--- READING TEXT ---
******************************
The release of Bungie's Myth: The Fallen Lords was the ideal real-time strategy game of the late 90s. This fantasy game unfolds around a richly woven plot, involving an epic struggle between the undead and spirit forces of Dark and the living forces of Light. Balor and the Fallen Lords lead the vast armies of the Dark against you, while you must lead the outnumbered Light forces in a desperate, last-ditch campaign of resistance.
Despite the less-than-obvious mission goals, most levels are well designed and the overall mix of objectives is nicely varied. You'll find yourself fighting a simple skirmish on one level, ambushing 100 undead archers on another, and finding ways to make the bad guys fight amongst themselves on another. You'll even get the chance to call in some dwarven paratroopers on one unforgettable mission.
Your troops include basic foot soldiers, archers, explosive-throwing dwarves, and berserks that look and sound like they came right out of Braveheart. The enemy has units that more or less match up with your own, plus a few more powerful types (such as the quick and brutal Trow and the lightning-hurling Fetch) to keep you on your toes. Commanding your troops in Myth is similar to most other real-time strategy games, except that you can organize them into groups and align them into ten different formations. The game uses a simple, mouse-driven arrow similar to the system employed by Sid Meier's Gettysburg. Graphically, Myth is one of the most impressive games of its time. The battlefields are marvelously rendered in 3D, with beautiful terrain that will see you battling over rolling hills, canyons, and rivers. The unit art and animation are excellent, including some spectacular deaths (killing a Fetch is especially satisfying). The game also features some amazing battlefield scarring and animated carnage (little heads and limbs flying everywhere), as well as lots and lots of blood. Rounding out the breakthrough graphics engine are impressive weather effects, an accurate physics model, and dynamic lighting. The view controls have been enhanced so that you can now zoom out much farther to get a better, bird's-eye view of the battle. You can also zoom in close enough to see the whites (or the reds) of those undead eyes.
******************************
--- PROVIDED RECORDS ---
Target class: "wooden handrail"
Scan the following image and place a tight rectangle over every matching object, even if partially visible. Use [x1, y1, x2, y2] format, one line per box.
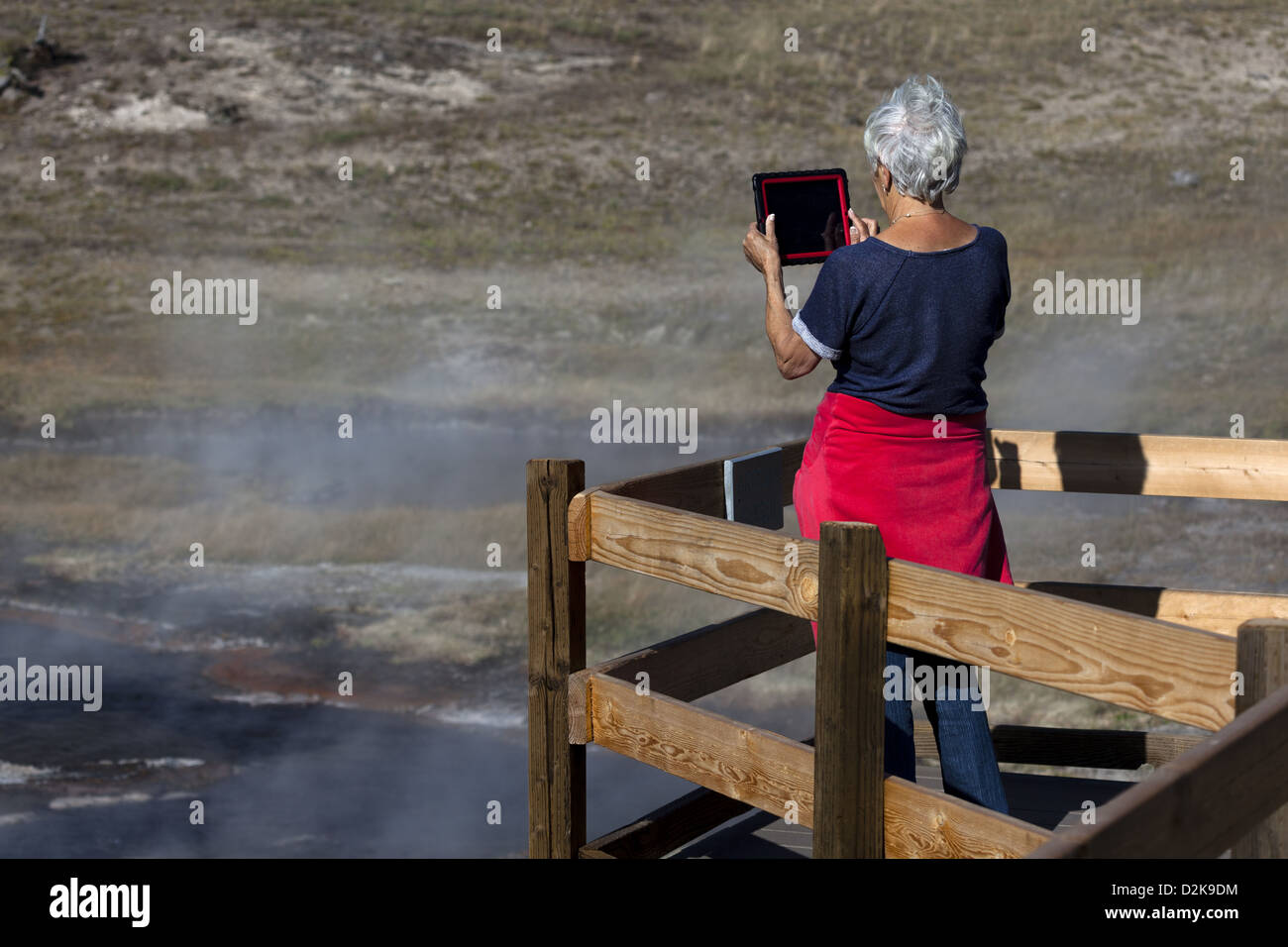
[580, 428, 1288, 517]
[589, 676, 1051, 858]
[1033, 684, 1288, 858]
[570, 491, 1235, 730]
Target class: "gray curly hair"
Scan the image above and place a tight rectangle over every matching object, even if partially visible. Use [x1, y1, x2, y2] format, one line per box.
[863, 76, 966, 204]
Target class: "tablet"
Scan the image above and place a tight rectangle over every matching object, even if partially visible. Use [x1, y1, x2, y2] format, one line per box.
[751, 167, 850, 266]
******************************
--- ACTIONS TO TAKE ---
1. According to the Myth review, how many formations can troops be aligned into?
2. Extract the passage of the Myth review from "The release of" up to and including "one unforgettable mission.".
3. Write what comes next in the Myth review, picking up after its final sentence.

--- OUTPUTS FOR THE TASKS ---
1. Ten different formations.

2.
The release of Bungie's Myth: The Fallen Lords was the ideal real-time strategy game of the late 90s. This fantasy game unfolds around a richly woven plot, involving an epic struggle between the undead and spirit forces of Dark and the living forces of Light. Balor and the Fallen Lords lead the vast armies of the Dark against you, while you must lead the outnumbered Light forces in a desperate, last-ditch campaign of resistance.
Despite the less-than-obvious mission goals, most levels are well designed and the overall mix of objectives is nicely varied. You'll find yourself fighting a simple skirmish on one level, ambushing 100 undead archers on another, and finding ways to make the bad guys fight amongst themselves on another. You'll even get the chance to call in some dwarven paratroopers on one unforgettable mission.

3.
The game offers a very good musical score but oddly plays no music during battles. This may be to ensure that you hear all of the game's killer sound effects. Your troops will shout out in triumph when they vanquish a foe or complain when they take a friendly-fire hit (which happens a lot). It can be frustrating to see your Dwarves annihilate half of your own troops with an errant grenade, but it is hilarious to hear them yell "My mistake!" or (better yet) "Oops" after doing so. Also, you won't soon forget the ominous thump-thump-thump sound of an approaching enemy Trow. The game also features some wonderfully animated, cartoon-style cutscenes. All in all The Fallen Lords was an outstanding first chapter of the Myth series.